:: SET TASK ::
Reproduce, word for word, the stretch of the discussion about dropdowns and steppers from "When I click" through "use their brain.".

:: EXCERPT PROVIDED ::
####################

When I click a dropdown, there is a lot of thinking required. I can't see the options before clicking it. Maybe it starts at "0", maybe it starts at "1". Maybe its all text choices and I have to read them all in that tiny window. Maybe I over-spin. There is actually a good amount of dexterity involved.
Even if I have to hit the stepper 10 times, a user can do that incredibly quickly and without having to actively use their brain.
Every decent "stepper" [0] I've used allows you to both place the cursor within the bounds of the widget and spin the mousewheel [1] to rapidly change the value, and click the value displayed in widget in order to type in a new value.
[0] I've always heard them called "spinners".
[1] You could probably emulate this with something like a two-fingered horizontal swipe starting in the widget
As someone who browses used cars market on a smartphone very often, I'm OK with dropdown menus. They take up less space and I prefer to see everything at glance instead of seeing some fancy control schemes.
This is the case for mobile phones. On a desktop or laptop, the dropdowns are preferable because most browsers will let you select the day, month year using your keyboard.
Yes. And please - if you feel like reinventing the dropdown be decent enough to re-implement that feature.
Example of an offender: https://www.google.com/advanced_search
To be fair, that page predates Luke's stint at Google by a long time (I don't know how long has it been since it last received an update, many of Google's features are sadly neglected).

####################

:: STORED ROWS ::
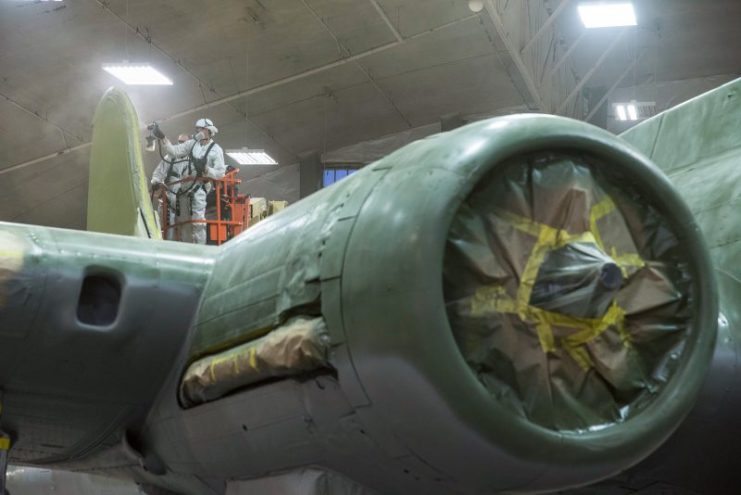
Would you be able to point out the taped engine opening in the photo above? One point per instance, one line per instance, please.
(299, 346)
(567, 293)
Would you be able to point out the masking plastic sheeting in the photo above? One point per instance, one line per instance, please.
(298, 346)
(567, 297)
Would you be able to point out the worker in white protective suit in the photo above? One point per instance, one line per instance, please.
(205, 158)
(165, 180)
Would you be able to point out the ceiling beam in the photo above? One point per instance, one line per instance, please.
(612, 89)
(263, 87)
(343, 49)
(551, 19)
(316, 70)
(38, 116)
(514, 54)
(388, 22)
(201, 83)
(566, 55)
(591, 71)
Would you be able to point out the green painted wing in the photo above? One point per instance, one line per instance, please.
(698, 145)
(118, 197)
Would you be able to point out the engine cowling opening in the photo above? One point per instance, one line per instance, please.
(567, 292)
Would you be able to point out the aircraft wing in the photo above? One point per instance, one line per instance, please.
(698, 145)
(118, 198)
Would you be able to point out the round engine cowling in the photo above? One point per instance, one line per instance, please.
(537, 311)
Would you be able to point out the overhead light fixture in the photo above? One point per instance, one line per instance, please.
(635, 110)
(246, 156)
(632, 112)
(138, 74)
(620, 109)
(607, 14)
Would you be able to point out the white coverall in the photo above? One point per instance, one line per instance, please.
(159, 176)
(196, 199)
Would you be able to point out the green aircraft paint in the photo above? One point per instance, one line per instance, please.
(96, 331)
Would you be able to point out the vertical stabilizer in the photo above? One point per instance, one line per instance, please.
(118, 199)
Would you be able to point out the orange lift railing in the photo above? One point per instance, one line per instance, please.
(230, 216)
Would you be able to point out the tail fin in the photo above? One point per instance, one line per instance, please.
(118, 199)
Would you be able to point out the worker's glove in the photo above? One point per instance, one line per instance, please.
(156, 131)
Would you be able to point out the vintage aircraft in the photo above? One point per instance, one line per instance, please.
(524, 304)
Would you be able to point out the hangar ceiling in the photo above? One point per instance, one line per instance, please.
(298, 76)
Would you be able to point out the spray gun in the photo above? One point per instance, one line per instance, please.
(154, 133)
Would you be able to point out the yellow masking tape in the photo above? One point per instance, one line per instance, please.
(495, 298)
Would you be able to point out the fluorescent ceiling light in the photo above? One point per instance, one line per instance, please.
(251, 157)
(632, 112)
(620, 109)
(138, 74)
(607, 14)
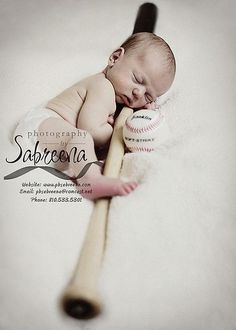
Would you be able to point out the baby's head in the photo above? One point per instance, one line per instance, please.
(141, 69)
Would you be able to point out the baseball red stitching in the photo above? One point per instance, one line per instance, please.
(147, 128)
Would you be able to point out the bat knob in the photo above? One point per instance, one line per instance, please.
(80, 308)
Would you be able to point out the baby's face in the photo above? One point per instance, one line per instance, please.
(138, 80)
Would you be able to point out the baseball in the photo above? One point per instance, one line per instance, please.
(145, 130)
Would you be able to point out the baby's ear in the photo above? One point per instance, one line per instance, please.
(115, 56)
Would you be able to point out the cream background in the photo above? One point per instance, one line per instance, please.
(170, 259)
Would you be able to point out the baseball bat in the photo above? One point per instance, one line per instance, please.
(81, 298)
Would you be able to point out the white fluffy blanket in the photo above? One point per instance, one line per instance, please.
(170, 261)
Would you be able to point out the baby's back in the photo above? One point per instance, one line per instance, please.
(68, 103)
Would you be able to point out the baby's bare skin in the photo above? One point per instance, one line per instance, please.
(135, 81)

####################

:: REPLY TO THE TASK ::
When I click a dropdown, there is a lot of thinking required. I can't see the options before clicking it. Maybe it starts at "0", maybe it starts at "1". Maybe its all text choices and I have to read them all in that tiny window. Maybe I over-spin. There is actually a good amount of dexterity involved.
Even if I have to hit the stepper 10 times, a user can do that incredibly quickly and without having to actively use their brain.